Records for the exercise:
--------------------------------

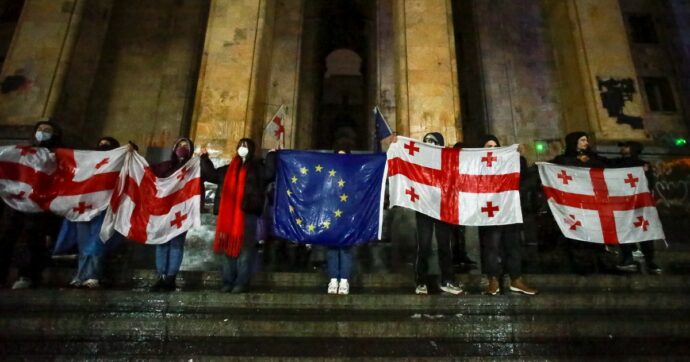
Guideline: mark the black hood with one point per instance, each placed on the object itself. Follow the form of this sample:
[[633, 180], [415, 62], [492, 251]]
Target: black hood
[[250, 145], [54, 141], [488, 138], [571, 142], [436, 136]]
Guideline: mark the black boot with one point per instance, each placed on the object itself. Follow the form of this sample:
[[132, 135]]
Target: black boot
[[169, 284], [159, 285]]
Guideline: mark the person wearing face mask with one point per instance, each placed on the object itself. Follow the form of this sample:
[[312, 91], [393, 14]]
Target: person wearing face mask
[[169, 255], [585, 257], [86, 236], [36, 230], [501, 250], [425, 229], [238, 203]]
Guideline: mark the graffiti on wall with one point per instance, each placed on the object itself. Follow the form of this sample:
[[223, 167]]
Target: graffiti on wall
[[672, 192]]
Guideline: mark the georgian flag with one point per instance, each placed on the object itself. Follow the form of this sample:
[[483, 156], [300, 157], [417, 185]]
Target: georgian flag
[[74, 184], [611, 206], [469, 186], [153, 210]]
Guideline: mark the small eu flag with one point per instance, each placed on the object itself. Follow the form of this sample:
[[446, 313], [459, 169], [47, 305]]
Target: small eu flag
[[327, 198]]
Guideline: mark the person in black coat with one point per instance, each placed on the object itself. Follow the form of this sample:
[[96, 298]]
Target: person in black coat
[[585, 257], [630, 157], [501, 249], [36, 230], [238, 202]]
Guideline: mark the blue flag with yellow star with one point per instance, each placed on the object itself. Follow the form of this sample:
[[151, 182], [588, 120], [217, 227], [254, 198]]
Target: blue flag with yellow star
[[327, 198]]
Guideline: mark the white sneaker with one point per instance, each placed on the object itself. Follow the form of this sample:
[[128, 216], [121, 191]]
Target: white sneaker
[[333, 286], [91, 283], [344, 287], [22, 283], [451, 288]]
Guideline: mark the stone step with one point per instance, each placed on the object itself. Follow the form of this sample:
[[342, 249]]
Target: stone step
[[140, 279], [574, 302]]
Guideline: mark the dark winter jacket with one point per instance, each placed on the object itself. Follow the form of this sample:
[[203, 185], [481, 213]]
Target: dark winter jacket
[[581, 158], [259, 174]]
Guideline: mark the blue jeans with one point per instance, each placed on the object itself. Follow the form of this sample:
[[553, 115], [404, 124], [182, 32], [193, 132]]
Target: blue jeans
[[339, 262], [90, 267], [237, 271], [169, 256]]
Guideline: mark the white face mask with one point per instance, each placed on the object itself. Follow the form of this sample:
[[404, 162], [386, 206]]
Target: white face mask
[[43, 136], [242, 151]]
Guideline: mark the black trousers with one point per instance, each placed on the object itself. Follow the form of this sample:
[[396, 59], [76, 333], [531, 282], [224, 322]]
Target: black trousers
[[425, 229], [501, 251]]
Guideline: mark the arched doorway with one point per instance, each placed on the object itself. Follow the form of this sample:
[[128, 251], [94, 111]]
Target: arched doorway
[[337, 63]]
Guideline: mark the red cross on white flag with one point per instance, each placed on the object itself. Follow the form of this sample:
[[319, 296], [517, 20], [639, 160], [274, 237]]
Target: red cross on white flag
[[609, 206], [274, 133], [467, 187], [153, 210], [74, 184]]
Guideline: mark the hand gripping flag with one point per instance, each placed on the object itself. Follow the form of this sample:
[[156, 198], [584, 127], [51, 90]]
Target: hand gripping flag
[[153, 210], [327, 198], [274, 133], [469, 186], [74, 184], [608, 206]]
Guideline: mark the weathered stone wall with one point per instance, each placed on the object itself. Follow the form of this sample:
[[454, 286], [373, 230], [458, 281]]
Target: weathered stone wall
[[427, 82], [653, 60], [230, 84], [145, 83], [519, 72], [40, 52]]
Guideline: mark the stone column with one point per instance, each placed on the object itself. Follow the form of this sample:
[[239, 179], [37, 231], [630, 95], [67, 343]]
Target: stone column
[[591, 43], [230, 87], [427, 83], [41, 52]]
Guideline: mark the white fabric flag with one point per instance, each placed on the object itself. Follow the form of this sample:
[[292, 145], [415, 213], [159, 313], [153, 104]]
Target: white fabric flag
[[74, 184], [609, 206], [153, 210], [470, 186]]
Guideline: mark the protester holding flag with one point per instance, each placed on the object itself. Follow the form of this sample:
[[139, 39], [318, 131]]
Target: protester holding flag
[[37, 229], [239, 202], [501, 247], [630, 157], [169, 254], [339, 263], [425, 229], [86, 236], [585, 257]]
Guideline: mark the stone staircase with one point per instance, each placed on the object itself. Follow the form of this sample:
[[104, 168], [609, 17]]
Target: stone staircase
[[289, 316]]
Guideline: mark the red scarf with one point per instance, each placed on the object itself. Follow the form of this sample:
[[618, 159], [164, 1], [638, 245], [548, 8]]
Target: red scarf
[[230, 222]]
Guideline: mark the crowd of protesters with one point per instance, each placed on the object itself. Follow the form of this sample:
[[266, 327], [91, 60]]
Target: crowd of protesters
[[243, 200]]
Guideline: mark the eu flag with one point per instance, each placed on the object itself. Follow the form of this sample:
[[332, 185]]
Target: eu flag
[[328, 198]]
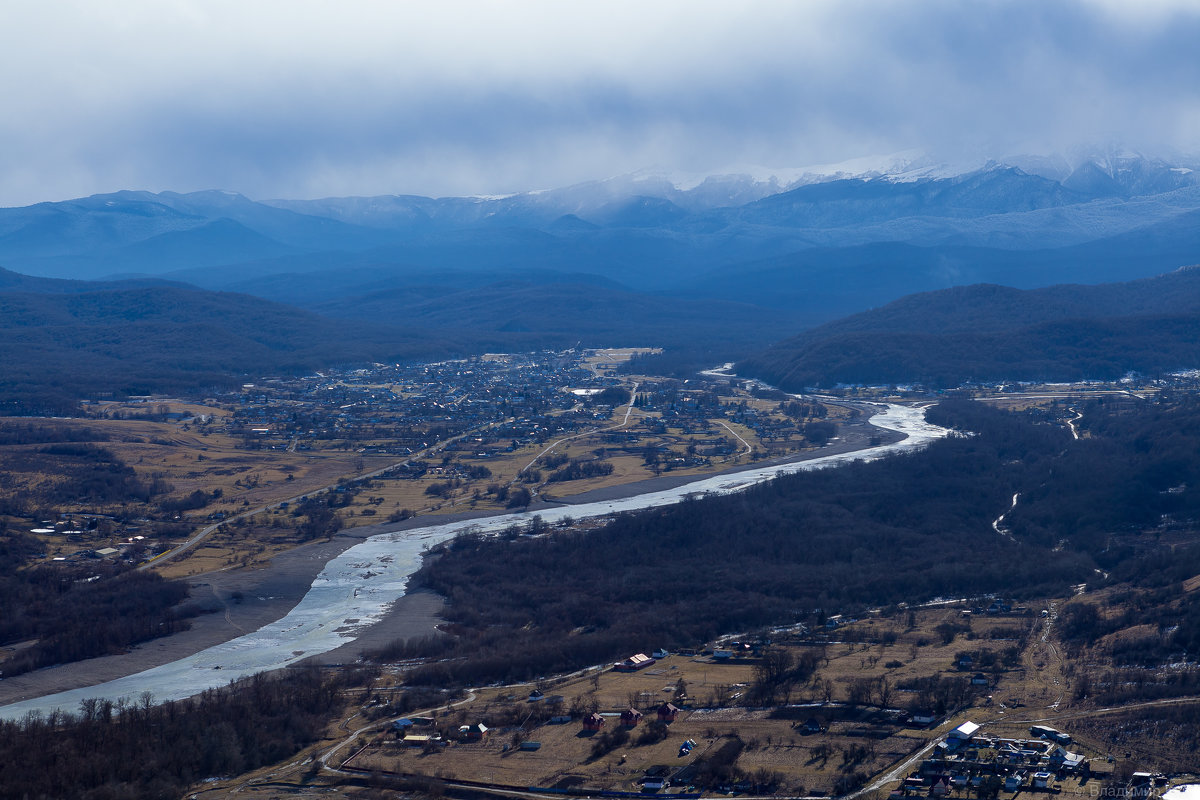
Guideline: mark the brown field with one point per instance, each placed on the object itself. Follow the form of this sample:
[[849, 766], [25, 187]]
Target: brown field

--------------------------------

How to complete this task:
Write the number of lines in the data above that contain "brown", adding no other words.

Answer to this task:
2